Tim is correct of course. I was speaking only of what is required for our
parser to figure it out, not what is legally required by the spec. I should
have made this more apparent.
----------------------------------------
Dean Roddey
Software Weenie
IBM Center for Java Technology - Silicon Valley
[EMAIL PROTECTED]
Tim Bray <[EMAIL PROTECTED]> on 01/28/2000 11:22:57 AM
Please respond to [EMAIL PROTECTED]
To: [EMAIL PROTECTED]
cc:
Subject: Re: xml encodings, java
At 11:28 AM 1/28/00 -0700, [EMAIL PROTECTED] wrote:
>Slight correction... The BOM is required for UTF-16 only if the XMLDecl
>line (<?xml...) is not present. If the XMLDecl is present then we can
>figure it out from that (though a BOM can also still be present.)
Well, only maybe.
Section 4.3.3 says; "Entities encoded in UTF-16 must begin with the Byte
Order Mark...". But then a couple of paragraphs later, it says
In the absence of information provided by an external transport protocol
(e.g. HTTP or MIME), it is an error for an entity including an encoding
declaration to be presented to the XML processor in an encoding other than
that named in the declaration, for an encoding declaration to occur
other than at the beginning of an external entity, or for an entity which
begins with neither a Byte Order Mark nor an encoding declaration to use
an encoding other than UTF-8.

Stored data
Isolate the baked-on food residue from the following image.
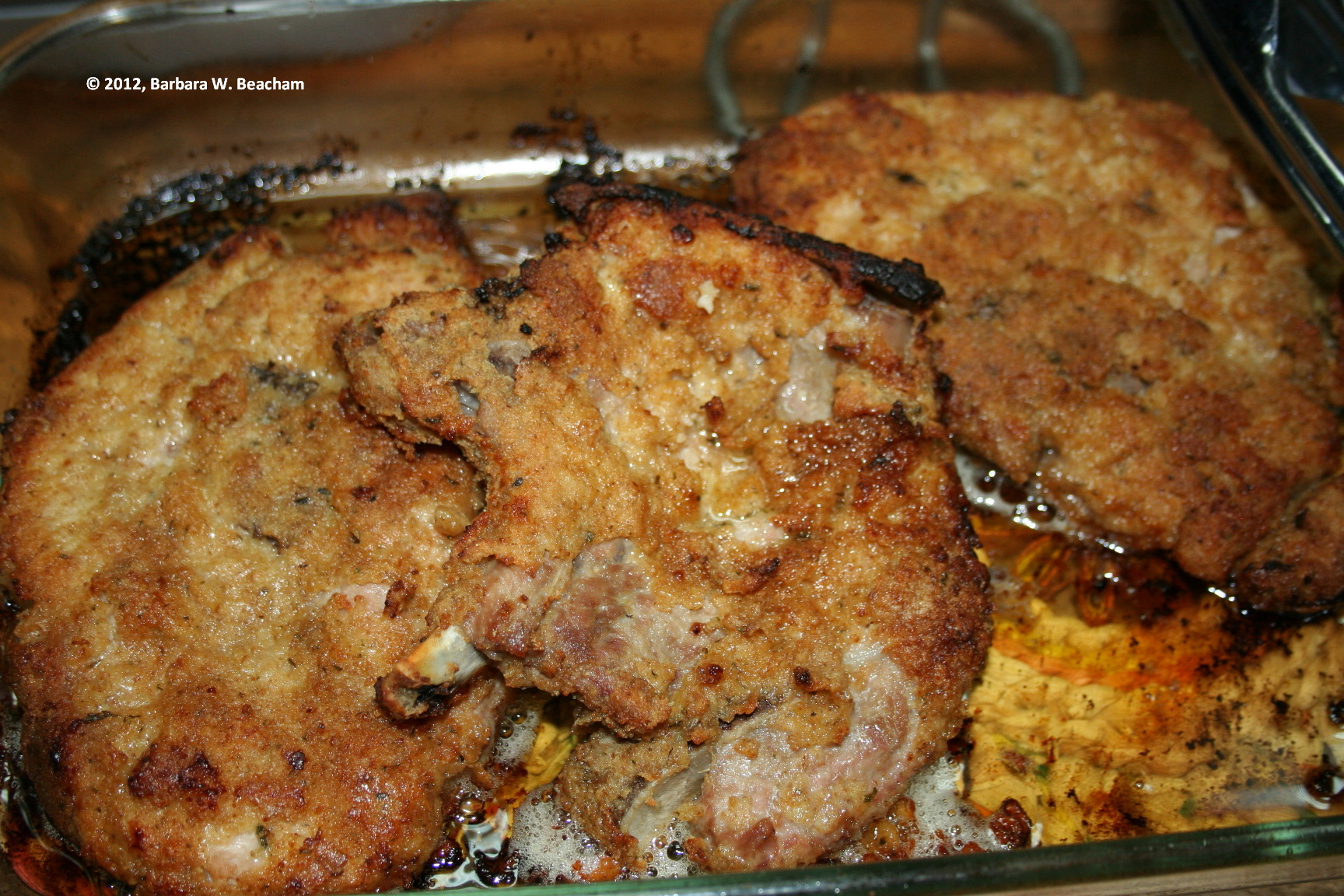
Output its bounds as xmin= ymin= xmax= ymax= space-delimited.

Directive A
In the email thread on XML encodings, which section of the spec says that entities encoded in UTF-16 must begin with the Byte Order Mark?
Directive B
Print the email thread on XML encodings from "Well, only maybe." to "other than UTF-8.".
Directive C
Write what follows in the email thread on XML encodings, picking up after its final line.

Exercise response A
Section 4.3.3

Exercise response B
Well, only maybe.
Section 4.3.3 says; "Entities encoded in UTF-16 must begin with the Byte
Order Mark...". But then a couple of paragraphs later, it says
In the absence of information provided by an external transport protocol
(e.g. HTTP or MIME), it is an error for an entity including an encoding
declaration to be presented to the XML processor in an encoding other than
that named in the declaration, for an encoding declaration to occur
other than at the beginning of an external entity, or for an entity which
begins with neither a Byte Order Mark nor an encoding declaration to use
an encoding other than UTF-8.

Exercise response C
So you could decide that this says that if you have an external signal,
you could omit the BOM. And some purists over in the IETF who generally
disapprove of the BOM and think that receiving software should just shut
up and rely on transmitting software to tell it what the encoding is have
tried to use this loophole.
The following is the bottom line:
1. Encodings are tricky; this is the one area where it's a good thing
for XML software to be forgiving and if it can be sure it's got the
right encoding, it should try hard to proceed even if this means
bypassing erroneous declarations or forgiving omitted BOMs.
2. It is always a good idea to prefix a UTF-16 entity with a BOM.
3. It is always a bad idea to store or transmit UTF-16 without a BOM.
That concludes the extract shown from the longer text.